=== Source ===
::::::

William was a shy boy who kept to himself and did not mix with friends but worked hard on the family farm. His education was typical for the time in the rural community in which he lived. There was a schoolhouse with a single room in which all ages of children were educated, and William only received this primitive education during two winters. However he was keen on education and he made a number of difficult journeys to Martinsburg and Hagerstown in north-central Maryland where he bought science books which he read with enthusiasm. He educated himself sufficiently to become a school teacher.
An event which heightened Ferrel's scientific interests and encouraged him to pursue his education further was the partial eclipse of the sun which he witnessed in 1832. His fascination with the event led him to discover for himself when eclipses might occur using only an almanac and a book on geography. He had achieved this by the time he was eighteen but at this stage he did not know even that the moon and planets described elliptical orbits. He wrote in his autobiography [7] that only at the age of twenty did he learn of:-
... the law of gravitation, and that the moon and planets move in elliptical orbits.

::::::

=== Exercise A ===
Answer these questions from the passage on William's early life:
(i) During how many winters did William receive education at the one-room schoolhouse?
(ii) In what year did he witness the partial eclipse of the sun?
(iii) At what age did he learn of the law of gravitation?

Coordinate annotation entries
::::::

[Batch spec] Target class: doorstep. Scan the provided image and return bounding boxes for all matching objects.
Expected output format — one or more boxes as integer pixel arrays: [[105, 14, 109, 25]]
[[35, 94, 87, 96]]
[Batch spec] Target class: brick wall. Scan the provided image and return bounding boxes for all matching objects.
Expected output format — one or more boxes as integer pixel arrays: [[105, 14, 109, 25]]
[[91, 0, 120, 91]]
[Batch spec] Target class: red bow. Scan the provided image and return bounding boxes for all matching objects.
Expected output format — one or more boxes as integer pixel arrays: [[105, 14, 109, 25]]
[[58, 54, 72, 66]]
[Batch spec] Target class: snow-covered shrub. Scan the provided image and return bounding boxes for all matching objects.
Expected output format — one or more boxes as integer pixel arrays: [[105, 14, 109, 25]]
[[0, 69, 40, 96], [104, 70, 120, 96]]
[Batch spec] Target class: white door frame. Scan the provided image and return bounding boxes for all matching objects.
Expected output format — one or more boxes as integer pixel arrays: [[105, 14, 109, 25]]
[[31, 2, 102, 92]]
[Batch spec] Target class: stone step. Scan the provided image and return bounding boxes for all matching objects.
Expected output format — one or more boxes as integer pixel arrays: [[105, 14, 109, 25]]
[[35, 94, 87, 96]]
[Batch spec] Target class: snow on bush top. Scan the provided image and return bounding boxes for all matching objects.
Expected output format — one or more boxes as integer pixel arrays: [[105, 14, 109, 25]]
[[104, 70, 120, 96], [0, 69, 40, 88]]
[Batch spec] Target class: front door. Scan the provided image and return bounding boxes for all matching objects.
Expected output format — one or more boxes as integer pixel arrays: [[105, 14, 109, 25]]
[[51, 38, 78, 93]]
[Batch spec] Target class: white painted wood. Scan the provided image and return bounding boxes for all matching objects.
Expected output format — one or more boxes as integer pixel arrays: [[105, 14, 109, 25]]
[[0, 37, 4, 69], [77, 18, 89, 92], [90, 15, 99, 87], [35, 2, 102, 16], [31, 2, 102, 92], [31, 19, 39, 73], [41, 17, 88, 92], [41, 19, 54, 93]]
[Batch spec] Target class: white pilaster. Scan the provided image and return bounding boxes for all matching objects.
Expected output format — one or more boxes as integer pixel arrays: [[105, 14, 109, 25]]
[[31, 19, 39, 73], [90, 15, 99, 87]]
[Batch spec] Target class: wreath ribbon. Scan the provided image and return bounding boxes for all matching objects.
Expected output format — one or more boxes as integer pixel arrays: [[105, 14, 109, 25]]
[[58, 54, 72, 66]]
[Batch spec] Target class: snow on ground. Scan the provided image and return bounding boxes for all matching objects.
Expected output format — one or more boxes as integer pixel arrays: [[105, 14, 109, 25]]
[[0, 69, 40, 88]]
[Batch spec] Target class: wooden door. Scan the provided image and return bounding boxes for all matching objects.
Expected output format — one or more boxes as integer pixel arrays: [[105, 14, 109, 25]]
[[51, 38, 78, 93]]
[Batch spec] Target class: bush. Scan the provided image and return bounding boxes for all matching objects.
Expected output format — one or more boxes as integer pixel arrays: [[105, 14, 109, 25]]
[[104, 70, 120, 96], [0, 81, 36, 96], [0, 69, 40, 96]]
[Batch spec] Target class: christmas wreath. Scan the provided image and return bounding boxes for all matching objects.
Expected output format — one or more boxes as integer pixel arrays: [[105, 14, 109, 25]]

::::::

=== Exercise B ===
Swap "Scan" for "Examine" in the listing lines running from the line with "[Batch spec] Target class: christmas" through the end of the listing. Give only those lines, with nothing else changed.

=== Correct result A ===
(i) Two winters
(ii) 1832
(iii) Twenty

=== Correct result B ===
[Batch spec] Target class: christmas wreath. Examine the provided image and return bounding boxes for all matching objects.
Expected output format — one or more boxes as integer pixel arrays: [[105, 14, 109, 25]]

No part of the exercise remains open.